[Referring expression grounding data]
((

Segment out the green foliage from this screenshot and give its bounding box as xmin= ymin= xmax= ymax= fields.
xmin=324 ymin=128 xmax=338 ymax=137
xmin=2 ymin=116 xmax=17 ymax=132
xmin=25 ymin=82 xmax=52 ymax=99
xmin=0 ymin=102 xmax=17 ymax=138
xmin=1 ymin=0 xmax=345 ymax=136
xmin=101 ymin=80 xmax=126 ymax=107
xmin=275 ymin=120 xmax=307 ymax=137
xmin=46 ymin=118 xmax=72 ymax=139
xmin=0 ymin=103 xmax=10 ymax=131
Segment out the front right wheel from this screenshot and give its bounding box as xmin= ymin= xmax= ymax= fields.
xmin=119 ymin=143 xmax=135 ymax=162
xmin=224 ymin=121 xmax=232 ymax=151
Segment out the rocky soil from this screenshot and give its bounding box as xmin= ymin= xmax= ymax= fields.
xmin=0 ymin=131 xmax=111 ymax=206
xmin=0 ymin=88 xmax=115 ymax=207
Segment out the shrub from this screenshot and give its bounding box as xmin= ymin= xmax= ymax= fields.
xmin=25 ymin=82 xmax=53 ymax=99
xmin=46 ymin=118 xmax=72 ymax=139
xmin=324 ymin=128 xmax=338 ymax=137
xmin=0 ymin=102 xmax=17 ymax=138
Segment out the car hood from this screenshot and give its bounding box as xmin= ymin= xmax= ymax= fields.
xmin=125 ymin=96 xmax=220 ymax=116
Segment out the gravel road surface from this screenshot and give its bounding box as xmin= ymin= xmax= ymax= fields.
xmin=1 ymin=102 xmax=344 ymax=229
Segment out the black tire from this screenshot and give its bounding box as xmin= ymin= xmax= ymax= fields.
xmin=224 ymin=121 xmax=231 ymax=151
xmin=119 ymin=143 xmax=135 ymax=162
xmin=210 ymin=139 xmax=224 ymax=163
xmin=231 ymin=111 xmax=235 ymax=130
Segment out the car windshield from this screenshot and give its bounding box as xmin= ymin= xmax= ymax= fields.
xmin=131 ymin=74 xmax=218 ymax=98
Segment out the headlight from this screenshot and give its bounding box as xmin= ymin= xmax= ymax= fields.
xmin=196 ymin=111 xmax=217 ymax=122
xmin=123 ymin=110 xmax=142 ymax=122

))

**WHAT IS NEEDED:** From the first line to the last, reproduce the data above exactly.

**EXPECTED OUTPUT:**
Segment out the green foliage from this screenshot and give its bounding box as xmin= ymin= xmax= ymax= fields.
xmin=324 ymin=128 xmax=338 ymax=137
xmin=2 ymin=116 xmax=17 ymax=132
xmin=25 ymin=82 xmax=52 ymax=99
xmin=0 ymin=102 xmax=17 ymax=138
xmin=1 ymin=0 xmax=345 ymax=136
xmin=101 ymin=80 xmax=126 ymax=107
xmin=275 ymin=120 xmax=307 ymax=137
xmin=46 ymin=118 xmax=72 ymax=139
xmin=0 ymin=103 xmax=10 ymax=131
Segment out the front right wheel from this screenshot and give its bounding box as xmin= ymin= xmax= ymax= fields.
xmin=119 ymin=143 xmax=135 ymax=162
xmin=224 ymin=121 xmax=232 ymax=151
Segment out the rocky soil from this screenshot and give its bounding box as xmin= ymin= xmax= ymax= fields.
xmin=0 ymin=131 xmax=111 ymax=206
xmin=0 ymin=88 xmax=115 ymax=207
Segment out the shrub from this screenshot and give its bounding box as xmin= ymin= xmax= ymax= fields.
xmin=25 ymin=82 xmax=53 ymax=99
xmin=46 ymin=118 xmax=72 ymax=139
xmin=324 ymin=128 xmax=338 ymax=137
xmin=0 ymin=102 xmax=17 ymax=138
Segment out the car hood from this screenshot and give its bounding box as xmin= ymin= xmax= ymax= fields.
xmin=125 ymin=96 xmax=220 ymax=116
Segment out the gravel road surface from this screenshot and give its bounding box as xmin= ymin= xmax= ymax= fields.
xmin=1 ymin=102 xmax=344 ymax=229
Segment out the black tire from this screenshot and give its bounding box as xmin= ymin= xmax= ymax= fields.
xmin=224 ymin=121 xmax=231 ymax=151
xmin=119 ymin=143 xmax=135 ymax=162
xmin=210 ymin=139 xmax=224 ymax=163
xmin=231 ymin=111 xmax=235 ymax=130
Segment out the car windshield from this screenshot and give its bounding box as xmin= ymin= xmax= ymax= fields.
xmin=131 ymin=74 xmax=218 ymax=98
Segment out the headlight from this screenshot and give its bounding box as xmin= ymin= xmax= ymax= fields.
xmin=196 ymin=111 xmax=217 ymax=122
xmin=123 ymin=110 xmax=142 ymax=122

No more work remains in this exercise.